- _What is needed_: Quote the lines from the one containing "label the banana, a point per instance." through the end of the records, both included, omitting the pictures.

Source records
####
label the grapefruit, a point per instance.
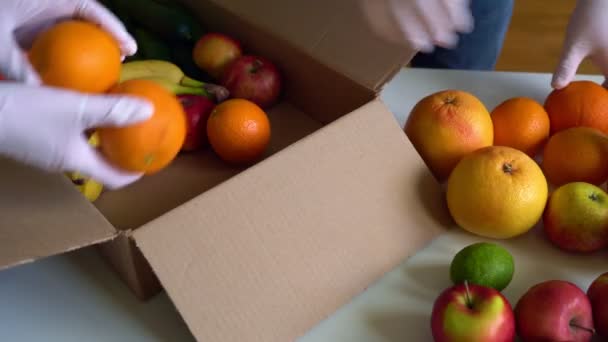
(447, 125)
(497, 192)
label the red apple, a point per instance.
(576, 217)
(253, 78)
(470, 312)
(554, 310)
(197, 110)
(598, 295)
(214, 52)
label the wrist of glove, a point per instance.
(45, 127)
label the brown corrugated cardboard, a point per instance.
(261, 252)
(272, 251)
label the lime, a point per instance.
(483, 263)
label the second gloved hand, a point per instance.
(420, 24)
(45, 128)
(585, 37)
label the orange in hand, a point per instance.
(151, 145)
(521, 123)
(238, 131)
(577, 154)
(76, 55)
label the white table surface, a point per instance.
(75, 296)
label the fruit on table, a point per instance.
(576, 217)
(238, 131)
(169, 20)
(581, 103)
(554, 310)
(497, 192)
(148, 146)
(576, 154)
(521, 123)
(197, 110)
(469, 313)
(89, 187)
(253, 78)
(598, 296)
(214, 52)
(483, 263)
(77, 55)
(445, 126)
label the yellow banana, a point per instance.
(154, 68)
(90, 188)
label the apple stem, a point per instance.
(468, 295)
(590, 330)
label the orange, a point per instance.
(238, 131)
(76, 55)
(447, 125)
(497, 192)
(521, 123)
(576, 154)
(151, 145)
(581, 103)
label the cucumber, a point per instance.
(181, 55)
(169, 22)
(150, 46)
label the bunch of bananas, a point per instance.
(171, 77)
(89, 187)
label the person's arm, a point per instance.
(586, 36)
(419, 24)
(43, 126)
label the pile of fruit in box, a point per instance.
(207, 90)
(506, 171)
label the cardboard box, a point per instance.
(266, 252)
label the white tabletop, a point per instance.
(76, 297)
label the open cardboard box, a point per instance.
(260, 253)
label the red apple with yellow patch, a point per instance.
(598, 295)
(472, 313)
(576, 217)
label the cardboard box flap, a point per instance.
(43, 214)
(272, 251)
(335, 33)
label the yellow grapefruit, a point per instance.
(497, 192)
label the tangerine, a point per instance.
(238, 130)
(576, 154)
(77, 55)
(151, 145)
(581, 103)
(521, 123)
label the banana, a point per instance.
(154, 68)
(90, 188)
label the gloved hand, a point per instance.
(585, 37)
(420, 24)
(45, 127)
(22, 20)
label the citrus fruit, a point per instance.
(497, 192)
(77, 55)
(521, 123)
(483, 263)
(445, 126)
(151, 145)
(576, 154)
(238, 130)
(581, 103)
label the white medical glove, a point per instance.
(22, 20)
(45, 127)
(585, 37)
(419, 24)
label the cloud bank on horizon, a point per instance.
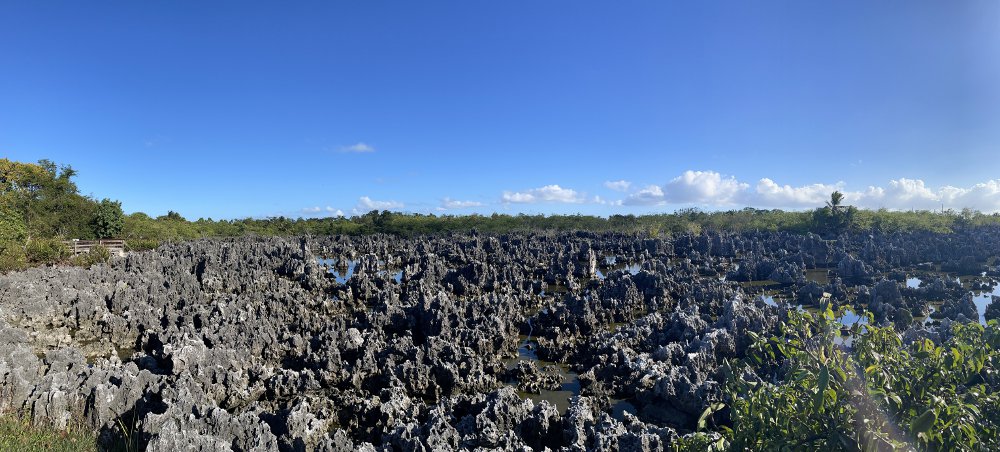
(714, 191)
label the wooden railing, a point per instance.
(84, 246)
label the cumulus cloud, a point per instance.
(366, 204)
(713, 189)
(906, 193)
(548, 193)
(704, 187)
(316, 210)
(359, 147)
(618, 185)
(770, 194)
(448, 204)
(651, 195)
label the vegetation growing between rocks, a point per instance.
(800, 390)
(40, 206)
(21, 434)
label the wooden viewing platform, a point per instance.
(84, 246)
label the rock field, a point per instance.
(525, 341)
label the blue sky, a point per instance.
(235, 109)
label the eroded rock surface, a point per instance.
(385, 343)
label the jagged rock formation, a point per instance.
(385, 343)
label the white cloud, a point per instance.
(359, 147)
(704, 187)
(330, 211)
(366, 204)
(770, 194)
(548, 193)
(651, 195)
(904, 194)
(618, 185)
(448, 203)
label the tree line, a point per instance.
(40, 206)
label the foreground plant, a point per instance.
(800, 390)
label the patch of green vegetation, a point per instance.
(17, 434)
(40, 206)
(798, 390)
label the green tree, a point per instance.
(835, 199)
(109, 220)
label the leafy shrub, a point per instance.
(798, 390)
(12, 257)
(141, 244)
(11, 226)
(109, 220)
(40, 251)
(97, 255)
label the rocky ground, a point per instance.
(524, 341)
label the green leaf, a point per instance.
(712, 408)
(924, 422)
(823, 382)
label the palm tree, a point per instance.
(834, 202)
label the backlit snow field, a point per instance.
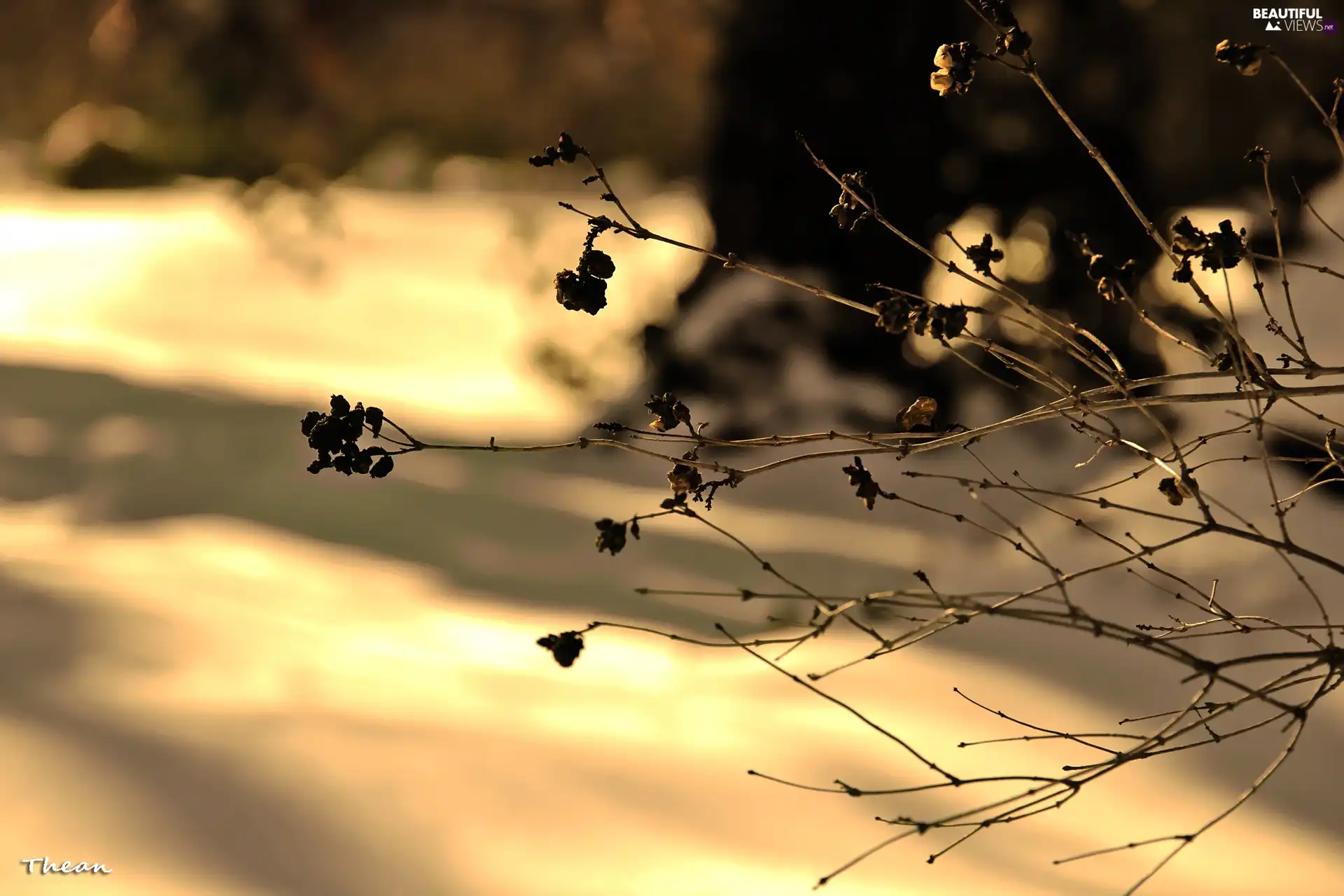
####
- _Expected answer_:
label the banana, a point per instance.
(154, 68)
(90, 188)
label the gloved hand, a point per instance.
(585, 37)
(420, 24)
(45, 127)
(22, 20)
label the citrus fruit, a point per instance.
(497, 192)
(77, 55)
(521, 123)
(483, 263)
(445, 126)
(151, 145)
(576, 154)
(238, 130)
(581, 103)
label the white medical glove, a point per instance.
(22, 20)
(45, 127)
(585, 37)
(419, 24)
label the cloud bank on horizon, a point per instance.
(714, 191)
label the wooden railing, a point per instance.
(84, 246)
label the cumulus cloud, a point per instance.
(366, 204)
(713, 189)
(906, 193)
(548, 193)
(704, 187)
(316, 210)
(359, 147)
(618, 185)
(770, 194)
(448, 204)
(651, 195)
label the vegetation growing between rocks, a point per instance.
(800, 390)
(40, 206)
(21, 434)
label the wooden viewing platform, a point per instance.
(84, 246)
label the rock field, a point per instance.
(525, 341)
label the blue sky, a point per instance.
(235, 109)
label the eroded rock surface, a point per instance.
(385, 343)
label the jagged rock formation, a point per instance.
(385, 343)
label the white cloud, a point per instance.
(359, 147)
(704, 187)
(330, 211)
(366, 204)
(770, 194)
(548, 193)
(651, 195)
(904, 194)
(618, 185)
(448, 203)
label the tree line, a point per instance.
(40, 206)
label the foreground plant, a point per instance.
(800, 390)
label the patch of green vegetation, a point per instance.
(17, 434)
(40, 206)
(798, 390)
label the green tree, a point per instance.
(835, 199)
(109, 220)
label the leafy shrub, a point per instance.
(798, 390)
(12, 257)
(141, 244)
(11, 226)
(109, 220)
(40, 251)
(97, 255)
label the rocky ground, a point per instance.
(524, 341)
label the green leaf, a point per instance.
(712, 408)
(924, 422)
(823, 382)
label the palm tree, a point per instance.
(834, 202)
label the backlit snow field, a point per instance.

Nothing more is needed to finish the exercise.